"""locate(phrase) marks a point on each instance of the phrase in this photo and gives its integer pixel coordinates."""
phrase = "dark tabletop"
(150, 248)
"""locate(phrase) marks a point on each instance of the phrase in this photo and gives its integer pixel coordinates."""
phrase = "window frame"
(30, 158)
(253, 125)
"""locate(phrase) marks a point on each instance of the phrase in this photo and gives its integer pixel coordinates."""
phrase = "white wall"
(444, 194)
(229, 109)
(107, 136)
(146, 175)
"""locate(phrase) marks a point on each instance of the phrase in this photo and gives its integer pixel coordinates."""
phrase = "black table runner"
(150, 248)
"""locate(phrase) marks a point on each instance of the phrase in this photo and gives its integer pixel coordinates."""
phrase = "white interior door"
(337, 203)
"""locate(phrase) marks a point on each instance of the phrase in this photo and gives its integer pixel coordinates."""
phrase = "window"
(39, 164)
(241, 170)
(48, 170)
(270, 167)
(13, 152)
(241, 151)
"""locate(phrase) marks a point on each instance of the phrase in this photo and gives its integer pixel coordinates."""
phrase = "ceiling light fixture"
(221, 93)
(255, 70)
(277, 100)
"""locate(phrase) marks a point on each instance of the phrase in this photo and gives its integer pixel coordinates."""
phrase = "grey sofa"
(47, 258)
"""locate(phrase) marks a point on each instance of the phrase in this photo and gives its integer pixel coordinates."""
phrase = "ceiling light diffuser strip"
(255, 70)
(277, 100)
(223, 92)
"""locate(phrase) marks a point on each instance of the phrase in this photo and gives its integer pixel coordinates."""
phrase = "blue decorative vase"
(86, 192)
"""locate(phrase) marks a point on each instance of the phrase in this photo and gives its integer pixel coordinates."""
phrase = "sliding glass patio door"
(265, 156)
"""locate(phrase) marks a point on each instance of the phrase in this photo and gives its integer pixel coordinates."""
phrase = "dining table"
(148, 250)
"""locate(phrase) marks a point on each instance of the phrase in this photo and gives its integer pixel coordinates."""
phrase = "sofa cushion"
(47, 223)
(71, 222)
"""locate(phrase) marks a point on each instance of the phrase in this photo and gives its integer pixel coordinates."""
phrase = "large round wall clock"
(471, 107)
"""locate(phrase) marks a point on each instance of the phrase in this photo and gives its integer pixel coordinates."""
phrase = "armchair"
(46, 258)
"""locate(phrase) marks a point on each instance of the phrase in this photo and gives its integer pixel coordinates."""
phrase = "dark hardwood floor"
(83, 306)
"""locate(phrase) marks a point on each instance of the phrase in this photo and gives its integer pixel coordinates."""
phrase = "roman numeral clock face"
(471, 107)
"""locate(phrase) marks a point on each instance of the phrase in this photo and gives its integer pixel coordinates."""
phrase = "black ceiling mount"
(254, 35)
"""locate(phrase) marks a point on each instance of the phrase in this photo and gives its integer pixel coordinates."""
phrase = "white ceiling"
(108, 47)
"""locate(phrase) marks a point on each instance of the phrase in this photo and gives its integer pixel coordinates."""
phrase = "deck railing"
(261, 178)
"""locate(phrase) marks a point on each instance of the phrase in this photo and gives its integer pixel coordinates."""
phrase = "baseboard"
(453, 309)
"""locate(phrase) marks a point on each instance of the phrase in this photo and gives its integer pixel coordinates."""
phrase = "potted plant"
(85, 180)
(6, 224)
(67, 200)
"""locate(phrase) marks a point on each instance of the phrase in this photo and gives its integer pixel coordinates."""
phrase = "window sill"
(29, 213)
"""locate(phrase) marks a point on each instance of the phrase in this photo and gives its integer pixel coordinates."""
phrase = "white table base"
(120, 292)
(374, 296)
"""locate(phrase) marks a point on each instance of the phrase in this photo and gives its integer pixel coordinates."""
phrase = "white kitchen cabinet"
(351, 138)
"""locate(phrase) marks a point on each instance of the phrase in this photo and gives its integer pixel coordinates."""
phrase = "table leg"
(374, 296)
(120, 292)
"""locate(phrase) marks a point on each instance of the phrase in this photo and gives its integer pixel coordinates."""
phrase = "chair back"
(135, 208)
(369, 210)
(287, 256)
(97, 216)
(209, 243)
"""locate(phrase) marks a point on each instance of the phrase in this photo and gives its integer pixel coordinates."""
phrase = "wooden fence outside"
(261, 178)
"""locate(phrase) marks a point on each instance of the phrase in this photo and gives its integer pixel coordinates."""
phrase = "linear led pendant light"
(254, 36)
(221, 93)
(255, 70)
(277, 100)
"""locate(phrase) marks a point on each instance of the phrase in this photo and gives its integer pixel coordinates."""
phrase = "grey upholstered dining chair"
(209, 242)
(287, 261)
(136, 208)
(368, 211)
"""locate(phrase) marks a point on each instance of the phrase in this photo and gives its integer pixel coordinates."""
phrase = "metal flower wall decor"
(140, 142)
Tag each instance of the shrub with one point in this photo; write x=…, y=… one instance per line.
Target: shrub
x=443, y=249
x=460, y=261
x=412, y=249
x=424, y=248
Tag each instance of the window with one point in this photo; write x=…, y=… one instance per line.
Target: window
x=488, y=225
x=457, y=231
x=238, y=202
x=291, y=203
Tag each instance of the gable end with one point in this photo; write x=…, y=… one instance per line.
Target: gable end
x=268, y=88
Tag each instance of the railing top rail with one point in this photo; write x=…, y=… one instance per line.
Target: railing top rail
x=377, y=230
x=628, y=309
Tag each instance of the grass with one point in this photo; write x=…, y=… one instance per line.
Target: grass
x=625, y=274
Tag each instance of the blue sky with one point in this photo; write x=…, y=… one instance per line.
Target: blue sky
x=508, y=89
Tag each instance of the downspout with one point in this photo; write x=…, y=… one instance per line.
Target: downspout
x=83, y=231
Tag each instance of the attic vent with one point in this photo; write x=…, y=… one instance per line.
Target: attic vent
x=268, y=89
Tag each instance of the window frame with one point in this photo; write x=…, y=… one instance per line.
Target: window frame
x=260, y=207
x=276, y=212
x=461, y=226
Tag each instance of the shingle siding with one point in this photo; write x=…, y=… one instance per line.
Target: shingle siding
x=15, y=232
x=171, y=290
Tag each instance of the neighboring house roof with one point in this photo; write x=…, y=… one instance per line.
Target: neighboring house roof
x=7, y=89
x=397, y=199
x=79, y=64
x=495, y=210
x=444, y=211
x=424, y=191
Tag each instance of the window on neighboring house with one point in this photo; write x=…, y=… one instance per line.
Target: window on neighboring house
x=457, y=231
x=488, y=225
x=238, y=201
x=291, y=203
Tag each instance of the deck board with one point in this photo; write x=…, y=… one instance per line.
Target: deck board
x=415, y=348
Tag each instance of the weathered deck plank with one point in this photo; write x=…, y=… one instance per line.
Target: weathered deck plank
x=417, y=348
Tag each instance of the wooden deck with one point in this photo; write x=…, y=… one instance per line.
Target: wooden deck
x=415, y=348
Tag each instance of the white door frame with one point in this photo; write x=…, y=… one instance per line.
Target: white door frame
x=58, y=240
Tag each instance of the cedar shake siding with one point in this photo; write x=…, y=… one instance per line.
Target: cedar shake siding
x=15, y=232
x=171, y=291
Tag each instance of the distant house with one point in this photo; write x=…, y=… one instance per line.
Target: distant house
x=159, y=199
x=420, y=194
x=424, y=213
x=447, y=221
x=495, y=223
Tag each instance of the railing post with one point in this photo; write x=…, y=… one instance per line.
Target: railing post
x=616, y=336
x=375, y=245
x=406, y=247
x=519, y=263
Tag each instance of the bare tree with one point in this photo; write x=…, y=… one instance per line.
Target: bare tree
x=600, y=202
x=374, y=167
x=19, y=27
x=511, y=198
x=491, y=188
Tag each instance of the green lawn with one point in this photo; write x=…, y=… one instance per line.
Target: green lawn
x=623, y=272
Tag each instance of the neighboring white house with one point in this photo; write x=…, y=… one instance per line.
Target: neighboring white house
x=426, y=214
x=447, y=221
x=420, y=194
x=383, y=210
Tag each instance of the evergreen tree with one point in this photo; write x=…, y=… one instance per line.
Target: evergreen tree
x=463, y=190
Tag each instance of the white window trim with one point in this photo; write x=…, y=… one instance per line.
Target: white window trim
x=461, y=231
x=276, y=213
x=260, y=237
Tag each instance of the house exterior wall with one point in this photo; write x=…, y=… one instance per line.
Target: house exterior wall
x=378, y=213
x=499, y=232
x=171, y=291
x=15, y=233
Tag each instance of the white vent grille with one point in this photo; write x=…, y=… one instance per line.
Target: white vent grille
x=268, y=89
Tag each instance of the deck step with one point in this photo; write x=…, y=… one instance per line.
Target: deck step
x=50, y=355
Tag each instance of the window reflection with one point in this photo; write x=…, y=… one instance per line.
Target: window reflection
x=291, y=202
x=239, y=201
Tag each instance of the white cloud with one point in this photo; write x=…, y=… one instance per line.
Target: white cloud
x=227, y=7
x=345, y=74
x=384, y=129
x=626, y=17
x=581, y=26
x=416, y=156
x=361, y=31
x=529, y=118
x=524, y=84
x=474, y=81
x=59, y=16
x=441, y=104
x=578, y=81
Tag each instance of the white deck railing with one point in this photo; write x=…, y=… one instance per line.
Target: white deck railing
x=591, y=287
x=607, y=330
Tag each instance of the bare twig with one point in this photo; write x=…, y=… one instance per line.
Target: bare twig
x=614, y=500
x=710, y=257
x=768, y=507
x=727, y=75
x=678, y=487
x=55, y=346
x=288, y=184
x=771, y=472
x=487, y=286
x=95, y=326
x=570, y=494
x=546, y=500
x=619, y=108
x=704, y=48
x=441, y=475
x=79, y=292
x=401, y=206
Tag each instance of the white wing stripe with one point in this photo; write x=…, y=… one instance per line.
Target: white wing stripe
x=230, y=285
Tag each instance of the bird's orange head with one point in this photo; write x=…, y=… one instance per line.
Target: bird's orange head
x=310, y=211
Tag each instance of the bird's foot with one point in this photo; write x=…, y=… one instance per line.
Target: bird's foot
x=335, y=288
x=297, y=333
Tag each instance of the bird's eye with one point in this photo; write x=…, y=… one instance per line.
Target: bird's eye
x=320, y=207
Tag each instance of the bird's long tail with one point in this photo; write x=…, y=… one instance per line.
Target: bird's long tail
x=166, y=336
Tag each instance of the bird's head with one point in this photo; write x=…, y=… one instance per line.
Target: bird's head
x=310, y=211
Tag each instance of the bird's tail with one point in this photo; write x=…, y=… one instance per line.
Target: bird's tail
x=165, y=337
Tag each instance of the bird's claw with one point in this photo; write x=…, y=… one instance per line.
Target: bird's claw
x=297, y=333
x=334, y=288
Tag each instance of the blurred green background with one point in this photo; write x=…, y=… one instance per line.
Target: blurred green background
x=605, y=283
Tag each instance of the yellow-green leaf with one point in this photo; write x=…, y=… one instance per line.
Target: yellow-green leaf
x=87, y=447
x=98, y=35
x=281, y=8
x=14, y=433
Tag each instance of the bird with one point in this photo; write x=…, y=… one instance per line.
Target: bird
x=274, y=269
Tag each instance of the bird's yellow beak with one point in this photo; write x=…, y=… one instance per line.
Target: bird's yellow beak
□ □ □ □ □
- _Exercise aim_
Note how many lines in the material hold the word "beak", and give that number by itself.

- _Answer to the exercise_
2